== Task instructions ==
Please quote every line word for word.

== The data ==
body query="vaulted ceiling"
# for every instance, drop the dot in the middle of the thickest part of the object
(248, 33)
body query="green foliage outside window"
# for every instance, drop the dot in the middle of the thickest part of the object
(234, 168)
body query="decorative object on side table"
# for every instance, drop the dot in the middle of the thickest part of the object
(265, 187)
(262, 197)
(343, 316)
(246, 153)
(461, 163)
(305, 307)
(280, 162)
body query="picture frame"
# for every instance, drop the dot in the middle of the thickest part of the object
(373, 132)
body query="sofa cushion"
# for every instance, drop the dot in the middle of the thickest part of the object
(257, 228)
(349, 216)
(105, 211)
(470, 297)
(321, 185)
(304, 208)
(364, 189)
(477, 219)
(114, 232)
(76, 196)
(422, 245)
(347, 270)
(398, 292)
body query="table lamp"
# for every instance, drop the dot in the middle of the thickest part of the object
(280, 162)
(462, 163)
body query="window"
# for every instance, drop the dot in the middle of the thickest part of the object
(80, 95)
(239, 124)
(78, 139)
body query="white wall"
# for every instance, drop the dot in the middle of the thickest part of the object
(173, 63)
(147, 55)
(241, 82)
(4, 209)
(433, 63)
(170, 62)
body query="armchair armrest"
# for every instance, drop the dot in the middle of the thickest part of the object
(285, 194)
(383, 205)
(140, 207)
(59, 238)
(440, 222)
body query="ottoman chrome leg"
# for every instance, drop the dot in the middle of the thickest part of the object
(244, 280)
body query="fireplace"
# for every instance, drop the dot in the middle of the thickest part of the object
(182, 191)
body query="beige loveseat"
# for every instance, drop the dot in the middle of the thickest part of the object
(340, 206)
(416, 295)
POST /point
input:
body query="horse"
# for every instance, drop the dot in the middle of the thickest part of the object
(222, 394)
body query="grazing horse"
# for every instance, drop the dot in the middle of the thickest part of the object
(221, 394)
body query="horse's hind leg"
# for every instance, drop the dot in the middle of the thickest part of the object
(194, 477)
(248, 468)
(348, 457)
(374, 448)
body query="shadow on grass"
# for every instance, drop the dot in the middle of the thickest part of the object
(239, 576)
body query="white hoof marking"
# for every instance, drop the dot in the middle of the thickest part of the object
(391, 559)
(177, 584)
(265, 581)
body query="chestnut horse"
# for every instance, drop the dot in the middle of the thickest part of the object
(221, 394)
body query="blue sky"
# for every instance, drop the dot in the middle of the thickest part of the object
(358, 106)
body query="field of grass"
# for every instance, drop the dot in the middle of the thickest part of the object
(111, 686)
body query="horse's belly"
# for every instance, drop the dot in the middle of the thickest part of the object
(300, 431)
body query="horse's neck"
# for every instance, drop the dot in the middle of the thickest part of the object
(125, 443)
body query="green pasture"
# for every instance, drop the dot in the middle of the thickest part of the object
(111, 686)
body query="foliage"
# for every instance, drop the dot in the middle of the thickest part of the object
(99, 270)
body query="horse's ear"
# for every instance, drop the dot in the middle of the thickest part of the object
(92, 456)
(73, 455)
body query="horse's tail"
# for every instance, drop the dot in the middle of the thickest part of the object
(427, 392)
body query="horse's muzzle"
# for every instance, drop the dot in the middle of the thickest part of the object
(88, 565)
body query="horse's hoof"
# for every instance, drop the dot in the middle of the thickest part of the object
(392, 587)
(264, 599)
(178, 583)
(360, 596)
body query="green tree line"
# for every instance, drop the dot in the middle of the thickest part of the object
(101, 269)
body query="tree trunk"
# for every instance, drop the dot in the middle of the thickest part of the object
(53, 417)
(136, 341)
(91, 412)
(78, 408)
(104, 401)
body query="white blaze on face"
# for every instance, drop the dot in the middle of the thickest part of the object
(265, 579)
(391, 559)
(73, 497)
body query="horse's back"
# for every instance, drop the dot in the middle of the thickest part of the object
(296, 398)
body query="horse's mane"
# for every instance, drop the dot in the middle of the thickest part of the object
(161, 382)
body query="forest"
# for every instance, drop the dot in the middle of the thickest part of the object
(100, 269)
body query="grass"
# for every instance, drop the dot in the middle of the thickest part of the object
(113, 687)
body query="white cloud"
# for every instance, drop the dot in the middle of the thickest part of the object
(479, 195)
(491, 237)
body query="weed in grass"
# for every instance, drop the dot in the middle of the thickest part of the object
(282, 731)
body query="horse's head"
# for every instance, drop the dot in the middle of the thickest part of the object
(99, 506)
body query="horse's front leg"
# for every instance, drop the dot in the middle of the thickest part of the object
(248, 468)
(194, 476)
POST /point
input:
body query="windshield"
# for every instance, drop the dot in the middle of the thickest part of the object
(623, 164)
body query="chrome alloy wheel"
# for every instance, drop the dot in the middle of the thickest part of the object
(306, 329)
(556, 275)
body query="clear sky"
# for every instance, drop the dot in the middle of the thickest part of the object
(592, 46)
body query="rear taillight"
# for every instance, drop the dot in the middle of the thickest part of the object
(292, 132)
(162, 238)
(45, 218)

== Output for this exercise ==
body query="vaulted ceiling"
# for every instance, drop the dot in the middle of the thickest part of the object
(248, 33)
body query="green foliage outside window"
# for every instance, drop the dot in the middle of the thickest part of the object
(234, 168)
body query="decorative object on side table"
# for every instance, drop the dot in the middle of the thickest part of the object
(265, 187)
(262, 197)
(343, 316)
(246, 153)
(461, 163)
(305, 307)
(280, 162)
body query="picture frame"
# for every instance, drop the dot in the middle of the thickest part of the object
(373, 132)
body query="sofa cushion"
# for every instance, drop the dot in the middle of the thickest part of the object
(257, 228)
(349, 216)
(105, 211)
(470, 297)
(321, 185)
(304, 208)
(364, 189)
(477, 219)
(114, 232)
(76, 196)
(422, 245)
(347, 270)
(398, 292)
body query="table lamp"
# for every instance, drop the dot in the middle of the thickest part of the object
(280, 162)
(462, 163)
body query="window"
# for every instance, drop the dot in the middle of the thickest part of the object
(80, 95)
(239, 124)
(78, 139)
body query="white wall"
# for every instance, drop the dot in the middle of the thickest part of the object
(173, 63)
(147, 55)
(241, 82)
(4, 209)
(433, 63)
(170, 62)
body query="armchair armrest"
# for every instance, drop the dot in the middle of the thickest part of the object
(285, 194)
(383, 205)
(140, 207)
(59, 238)
(440, 222)
body query="ottoman chrome leg"
# for every instance, drop the dot in the middle of the thickest part of the object
(244, 280)
body query="fireplace"
# for every instance, drop the dot in the middle of the thickest part of the object
(182, 191)
body query="beige loveseat"
# for every instance, drop the dot in the middle of the thickest part of the object
(340, 206)
(416, 295)
POST /point
input:
body query="horse"
# for every instance, drop the dot in the middle of the thickest part of the object
(222, 394)
body query="grazing horse"
# for every instance, drop the dot in the middle of the thickest part of the object
(221, 394)
body query="horse's hind leg"
# for every instance, drop the dot in the middle of the thickest part of the object
(194, 477)
(248, 468)
(348, 457)
(374, 448)
body query="shadow on grass"
# for every instance, drop the dot in the middle of the thickest part of the object
(239, 576)
body query="white hoof marking"
# for every instance, drop the dot in the middle of the thickest part of the object
(391, 559)
(177, 584)
(265, 581)
body query="chestnut horse"
# for every instance, drop the dot in the middle of the thickest part of the object
(221, 394)
body query="blue sky"
# for every instance, drop the dot in the middle of the thickest part of the object
(358, 106)
body query="field of grass"
# for every instance, drop the dot in the middle of the thickest part of the object
(111, 686)
body query="horse's belly"
# for every instance, drop the dot in the middle of the thickest part of the object
(300, 431)
body query="horse's neck"
# for every instance, drop the dot in the middle of the thickest part of the object
(125, 443)
body query="green pasture"
# for every instance, drop the dot in the middle of the thickest part of the object
(111, 686)
body query="foliage"
# for every instance, drop the dot in the middle of the thickest part of the object
(99, 270)
body query="horse's ear"
# for every instance, drop the dot in the middle of the thickest part of the object
(92, 456)
(73, 455)
body query="horse's tail"
# for every instance, drop the dot in the middle of the thickest part of the object
(427, 392)
body query="horse's muzzle"
# for every instance, drop the dot in the middle of the thickest part of the object
(88, 565)
body query="horse's hoof"
# for every instance, drop the dot in the middle of the thickest part of the object
(392, 587)
(264, 599)
(178, 583)
(360, 596)
body query="green tree line"
# for every instance, drop the dot in the middle of the thickest part of the object
(101, 269)
body query="tree trunk"
# for every instance, drop the dot in the middle of the thickest part of the object
(53, 417)
(136, 341)
(91, 412)
(78, 408)
(104, 401)
body query="white blaze on face"
# for every instance, drop the dot in the middle of the thickest part of the object
(265, 579)
(391, 559)
(73, 497)
body query="horse's back"
# for every instance, drop the dot in the middle of the thickest part of the object
(296, 398)
body query="horse's mane"
# for every instance, drop the dot in the middle of the thickest part of the object
(161, 382)
body query="forest"
# for every instance, drop the dot in the middle of the thickest part of the object
(100, 269)
body query="grass"
# for every instance, drop the dot in the middle of the thickest part of the object
(113, 687)
body query="white cloud"
# for every instance, drop the dot in the middle of the thickest part of the object
(479, 195)
(491, 237)
body query="weed in grass"
# for every instance, drop the dot in the middle of the thickest part of the object
(282, 731)
body query="horse's head"
# for every instance, drop the dot in the middle of the thickest part of the object
(99, 506)
body query="horse's front leg"
# for every instance, drop the dot in the middle of the thickest part of the object
(248, 468)
(194, 476)
POST /point
input:
body query="windshield"
# for every instance, drop the dot in the middle of the thickest part of the object
(623, 164)
body query="chrome alloy wheel"
# for every instance, drop the dot in the middle of the thickest part of the object
(306, 329)
(556, 275)
body query="clear sky"
# for every instance, drop the dot in the middle of the thickest part of the object
(592, 46)
body query="rear taillight"
# for every instance, drop the dot in the middle of the thickest part of the object
(292, 132)
(162, 238)
(45, 218)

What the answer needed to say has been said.